#### SELECTED PASSAGE:
-*-

There is no problem as consistent, ubiquitous and challenging in the life of an analyst as bad data. As one member of my Huddle at X Change remarked, all data is bad; it's just a question of degree. I think that's true, but it's also true that the degrees matter. Some data is too poor to squeeze any value from. Making lemonade from lemons is all very well, but what do you do if you're lemons are rotten? Understanding the degree to which your data is bad, the respects in which it might be useful or flawed, and knowing the techniques both for isolating problems and taking advantage of good data are all essential elements of the analysts toolkit.
Due to the unexpected, late cancellation by a Huddle Leader, I found myself leading a Huddle on "Dealing with Less than Perfect Data" - a duty for which I had little time to prepare but PLENTY of practical experience (as who among us does not)?
I had a simple plan for the discussion: start with some "horror" stories that people had experienced, from these extract some common themes about what causes bad data. If an analyst is sensitive to the causes of bad data, they are more likely to be attuned to it and recognize it before they use it. From there, I wanted to cover techniques for identifying when your data is bad. What are common warning signals and tests you can use to see if some piece of your data is interesting or simply erroneous? Finally, I wanted to cover techniques for working with bad data including some discussion of trending and when it's appropriate/inappropriate as a method of handling data problems.
As we did the initial "ice-breaker", however, several people also mentioned problems in communication - how to talk about data quality. I added that to the end of the list since it seemed like a good closer.
It's probably no surprise that our group (rich in actual practitioners) had plenty of horror stories. You don't have to be a Web analyst very long to have a rich fund of these stories. As we dissected them, several common types of problems emerged. Problems in what I would call Meta-Data Maintenance (SAINT tables out-of-date, CMS files not updated, etc.) were extremely common. Tagging of dynamic data and interactive experiences were another frequent culprit for bad data. Several horror stories were driven by breakages in teams - where a new resource or team was plugged into a process very late or without adequate training or experience in measurement. Multiple systems demanding reconciliations also showed up in several accounts. Reconciliations are a bear and can be one of the most frustrating tasks an analyst faces. Untracked changes were another big source of headaches: new pages, new campaigns, site modifications that nobody knew about or had ever heard of. We've all been the victims of lack of information.
For an analyst, kvetching about data quality can be as therapeutic as complaining about an ex (spouse/girlfriend/fill-in-the-blank). But I wasn't shooting for therapy. For an analyst, the key step is to distill those horror stories into a deeper sense of when you're data is likely to betray you. You should know that when the technical team is swapped out midway through an implementation, you're chances of clean data take a significant hit, that data from Flash applications needs be much more carefully vetted than HTML pages, and that if you aren't being told about site changes, then sudden drops in site traffic are more likely to be measurement artifacts than real-world phenomena.
Certainly one of the big process recommendations that almost everyone in the Huddle shared is to make sure that the measurement teams are "in-the-loop" when it comes to both marketing and site changes. Every organization should make sure that ALL web stakeholders know when new campaigns are launched, have a complete list of every online marketing effort readily accessible, and know the release schedules for ANY change.
Knowing whether you are being "paranoid enough" about your data is the first step in controlling bad data. The second step is even more important and probably more challenging - figuring out when your data is actually bad.

-*-

#### RECORDED INFORMATION:
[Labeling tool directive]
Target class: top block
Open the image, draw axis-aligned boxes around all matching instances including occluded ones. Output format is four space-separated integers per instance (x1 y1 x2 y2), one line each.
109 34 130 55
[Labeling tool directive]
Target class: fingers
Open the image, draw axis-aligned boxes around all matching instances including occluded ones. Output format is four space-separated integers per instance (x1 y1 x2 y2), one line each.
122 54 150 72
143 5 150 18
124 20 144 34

-*-

#### EXPLORE THE MATERIAL:
• A. In the article on bad data, what was the title of the Huddle the writer ended up leading?
• B. Pick up the article on bad data after its final sentence and keep writing.
Nothing in the records is needed here.

#### RESULTS OF THE TASKS:
• A. "Dealing with Less than Perfect Data."

• B.
Any good analyst will regularly apply the "sniff" test to identify bad data. But while we all know what the "sniff" test means when it comes to sour milk, it's not so obvious how it applies to data. Here's a couple of common sniff tests our group discussed. The first and most obvious is the zero case. If you're getting no data on a campaign or a page or conversion, then something is broken. A parallel though less common case is the 100% case. If your funnel is showing 100% conversion or a page has 100% click-through or your month over change is exactly zero, then your measurement is broken. Perfect failure and perfect success are equally unlikely in this world of ours. Dramatic changes, too, are a common sniff test - particularly when they exceed measures of variability. Site traffic down 50% in the last week with no known cause? Measurement is more likely as a culprit than a dramatic change in your business.
Trusting your stakeholders was another important lesson that was discussed when it came to finding bad data. The sniff test is, ultimately, a business faculty. You have to both know about and care about the business to make valid "sniff" test judgments in cases where the data problem isn't absolutely obvious. That's one of the main reasons why offshoring report generation and analysis can be so dangerous. In my experience (and I think this was widely shared in the group), offshore resources simply aren't sensitive to bad data.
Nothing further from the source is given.